About this exercise:
What lines of the listing below contain the word "motorcycle"? Copy each of them out.

Task data:
+++

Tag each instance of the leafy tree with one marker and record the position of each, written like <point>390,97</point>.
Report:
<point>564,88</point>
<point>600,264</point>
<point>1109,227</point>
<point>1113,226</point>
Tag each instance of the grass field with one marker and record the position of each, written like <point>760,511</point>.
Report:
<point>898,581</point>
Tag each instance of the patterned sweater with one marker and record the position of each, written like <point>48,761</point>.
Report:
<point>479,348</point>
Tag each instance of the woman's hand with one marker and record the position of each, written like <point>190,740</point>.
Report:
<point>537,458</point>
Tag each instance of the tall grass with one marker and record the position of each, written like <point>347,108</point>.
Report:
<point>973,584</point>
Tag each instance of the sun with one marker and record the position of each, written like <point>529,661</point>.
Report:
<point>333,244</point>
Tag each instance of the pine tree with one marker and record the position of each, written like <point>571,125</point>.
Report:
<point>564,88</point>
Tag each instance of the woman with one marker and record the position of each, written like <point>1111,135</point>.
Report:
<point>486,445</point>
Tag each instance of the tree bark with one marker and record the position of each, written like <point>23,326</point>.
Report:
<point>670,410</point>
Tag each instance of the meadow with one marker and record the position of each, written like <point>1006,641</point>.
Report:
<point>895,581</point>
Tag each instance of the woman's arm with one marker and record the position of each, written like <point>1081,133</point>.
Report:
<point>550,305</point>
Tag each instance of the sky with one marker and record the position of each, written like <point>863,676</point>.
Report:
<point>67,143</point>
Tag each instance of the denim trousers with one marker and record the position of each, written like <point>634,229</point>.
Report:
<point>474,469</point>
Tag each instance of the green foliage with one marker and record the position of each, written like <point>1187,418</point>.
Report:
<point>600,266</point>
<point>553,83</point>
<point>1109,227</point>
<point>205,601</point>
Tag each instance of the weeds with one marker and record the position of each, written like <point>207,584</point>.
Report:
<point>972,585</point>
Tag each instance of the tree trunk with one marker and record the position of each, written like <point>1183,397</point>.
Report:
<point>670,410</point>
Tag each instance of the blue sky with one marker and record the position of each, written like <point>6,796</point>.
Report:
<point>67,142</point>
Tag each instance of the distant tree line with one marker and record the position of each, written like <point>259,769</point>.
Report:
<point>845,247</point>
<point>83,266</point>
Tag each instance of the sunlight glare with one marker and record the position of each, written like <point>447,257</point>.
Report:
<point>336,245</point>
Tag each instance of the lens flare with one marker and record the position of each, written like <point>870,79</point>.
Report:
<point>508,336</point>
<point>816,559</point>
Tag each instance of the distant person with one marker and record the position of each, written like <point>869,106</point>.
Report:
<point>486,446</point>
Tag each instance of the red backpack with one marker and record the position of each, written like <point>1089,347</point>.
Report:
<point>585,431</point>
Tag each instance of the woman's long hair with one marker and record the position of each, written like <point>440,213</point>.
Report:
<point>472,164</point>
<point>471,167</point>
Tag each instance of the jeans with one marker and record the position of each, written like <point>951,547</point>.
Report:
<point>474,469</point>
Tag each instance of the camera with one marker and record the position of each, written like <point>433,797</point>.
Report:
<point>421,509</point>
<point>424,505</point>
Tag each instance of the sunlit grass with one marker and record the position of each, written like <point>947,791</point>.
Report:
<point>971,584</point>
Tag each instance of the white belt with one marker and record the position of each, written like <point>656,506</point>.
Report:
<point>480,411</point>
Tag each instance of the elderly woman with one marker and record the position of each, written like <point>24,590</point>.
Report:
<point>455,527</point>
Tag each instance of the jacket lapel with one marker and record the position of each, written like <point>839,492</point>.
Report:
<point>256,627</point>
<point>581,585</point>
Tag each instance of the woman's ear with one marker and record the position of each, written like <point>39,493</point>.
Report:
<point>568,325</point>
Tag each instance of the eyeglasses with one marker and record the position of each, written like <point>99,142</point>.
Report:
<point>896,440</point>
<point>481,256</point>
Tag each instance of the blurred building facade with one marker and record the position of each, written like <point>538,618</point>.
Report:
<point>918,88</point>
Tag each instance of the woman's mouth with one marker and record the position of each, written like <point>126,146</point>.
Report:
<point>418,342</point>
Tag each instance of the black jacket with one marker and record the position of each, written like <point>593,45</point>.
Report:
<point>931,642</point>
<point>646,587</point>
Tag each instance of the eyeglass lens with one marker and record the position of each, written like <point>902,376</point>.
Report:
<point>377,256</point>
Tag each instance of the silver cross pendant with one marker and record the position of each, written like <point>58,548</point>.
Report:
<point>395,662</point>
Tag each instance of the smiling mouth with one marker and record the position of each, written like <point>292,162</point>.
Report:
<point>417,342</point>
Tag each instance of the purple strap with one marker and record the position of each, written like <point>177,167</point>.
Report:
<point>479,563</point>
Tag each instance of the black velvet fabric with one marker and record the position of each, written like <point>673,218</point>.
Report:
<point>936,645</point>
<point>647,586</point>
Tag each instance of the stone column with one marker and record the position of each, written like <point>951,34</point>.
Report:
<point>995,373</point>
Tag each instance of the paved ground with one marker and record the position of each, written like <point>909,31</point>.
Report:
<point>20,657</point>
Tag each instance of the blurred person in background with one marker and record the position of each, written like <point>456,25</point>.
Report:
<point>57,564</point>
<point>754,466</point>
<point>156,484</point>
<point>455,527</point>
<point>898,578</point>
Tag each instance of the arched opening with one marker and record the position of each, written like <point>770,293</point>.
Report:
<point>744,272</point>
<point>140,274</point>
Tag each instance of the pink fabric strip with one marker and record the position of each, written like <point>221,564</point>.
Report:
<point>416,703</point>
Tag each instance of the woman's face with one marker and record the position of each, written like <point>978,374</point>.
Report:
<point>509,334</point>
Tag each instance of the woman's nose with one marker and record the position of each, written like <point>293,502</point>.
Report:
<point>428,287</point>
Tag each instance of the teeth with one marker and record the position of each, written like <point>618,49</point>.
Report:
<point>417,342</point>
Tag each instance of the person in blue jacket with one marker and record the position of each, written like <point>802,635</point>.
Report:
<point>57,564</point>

+++

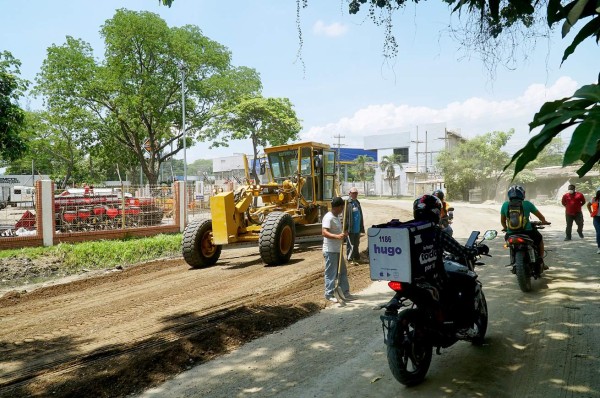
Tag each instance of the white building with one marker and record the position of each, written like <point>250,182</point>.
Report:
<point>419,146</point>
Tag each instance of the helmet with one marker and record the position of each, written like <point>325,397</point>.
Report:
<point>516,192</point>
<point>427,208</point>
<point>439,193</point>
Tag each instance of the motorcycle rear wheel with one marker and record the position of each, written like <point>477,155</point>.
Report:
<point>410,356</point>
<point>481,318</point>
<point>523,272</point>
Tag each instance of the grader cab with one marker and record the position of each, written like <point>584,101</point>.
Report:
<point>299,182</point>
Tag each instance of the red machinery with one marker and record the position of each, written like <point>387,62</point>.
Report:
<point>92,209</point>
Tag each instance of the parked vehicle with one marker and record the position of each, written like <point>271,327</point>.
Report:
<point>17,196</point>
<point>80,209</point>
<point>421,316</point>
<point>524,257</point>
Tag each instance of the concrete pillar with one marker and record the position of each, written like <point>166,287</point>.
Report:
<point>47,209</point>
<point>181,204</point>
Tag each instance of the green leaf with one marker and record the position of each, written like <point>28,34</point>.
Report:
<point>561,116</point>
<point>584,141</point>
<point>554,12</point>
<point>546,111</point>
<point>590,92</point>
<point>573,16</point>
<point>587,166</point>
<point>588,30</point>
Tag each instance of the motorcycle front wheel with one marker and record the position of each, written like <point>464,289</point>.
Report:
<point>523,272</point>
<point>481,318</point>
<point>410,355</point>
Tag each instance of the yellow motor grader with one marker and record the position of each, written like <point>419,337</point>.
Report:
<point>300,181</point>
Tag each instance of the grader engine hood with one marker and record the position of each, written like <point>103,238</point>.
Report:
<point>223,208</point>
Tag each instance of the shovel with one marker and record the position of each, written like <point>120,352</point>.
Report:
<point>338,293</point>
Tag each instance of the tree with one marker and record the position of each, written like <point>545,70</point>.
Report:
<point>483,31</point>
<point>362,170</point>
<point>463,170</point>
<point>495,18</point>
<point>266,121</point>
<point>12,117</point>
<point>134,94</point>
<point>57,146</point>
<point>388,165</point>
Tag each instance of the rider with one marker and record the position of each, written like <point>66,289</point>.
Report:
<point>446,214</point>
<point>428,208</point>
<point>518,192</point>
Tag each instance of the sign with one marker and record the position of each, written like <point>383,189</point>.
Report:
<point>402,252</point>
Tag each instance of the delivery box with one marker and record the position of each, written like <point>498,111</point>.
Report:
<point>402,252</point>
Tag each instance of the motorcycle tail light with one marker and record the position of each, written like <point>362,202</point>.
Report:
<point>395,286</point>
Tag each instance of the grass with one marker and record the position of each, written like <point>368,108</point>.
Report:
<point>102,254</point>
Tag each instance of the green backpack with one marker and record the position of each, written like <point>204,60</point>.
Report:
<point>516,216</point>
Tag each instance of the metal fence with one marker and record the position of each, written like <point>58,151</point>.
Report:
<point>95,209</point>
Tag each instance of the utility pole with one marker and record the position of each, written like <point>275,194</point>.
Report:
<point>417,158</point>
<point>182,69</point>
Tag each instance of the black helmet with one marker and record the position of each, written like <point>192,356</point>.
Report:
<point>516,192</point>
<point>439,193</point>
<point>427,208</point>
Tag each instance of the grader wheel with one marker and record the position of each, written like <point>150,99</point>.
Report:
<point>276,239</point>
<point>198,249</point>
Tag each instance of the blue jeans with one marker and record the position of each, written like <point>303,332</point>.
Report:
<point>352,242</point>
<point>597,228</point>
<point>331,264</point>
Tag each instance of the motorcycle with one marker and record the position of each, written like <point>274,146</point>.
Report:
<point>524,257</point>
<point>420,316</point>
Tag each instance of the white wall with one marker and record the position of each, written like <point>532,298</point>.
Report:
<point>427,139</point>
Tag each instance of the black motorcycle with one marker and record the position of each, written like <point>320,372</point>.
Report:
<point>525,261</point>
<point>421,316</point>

+++

Written answer:
Tag each instance of the motorcycle rear wheel with one marker and record the position of each, written like <point>477,155</point>.
Tag each instance of the motorcycle front wheel with one marker and record the position of each, written like <point>464,289</point>.
Tag each instance of the motorcycle tail light with one marker and record the position of each, written like <point>362,202</point>.
Tag each instance of the motorcycle with one marker and record the position of each, written like <point>274,146</point>.
Tag each instance of the black motorcycle with one marker and record the position of each, written like <point>320,372</point>.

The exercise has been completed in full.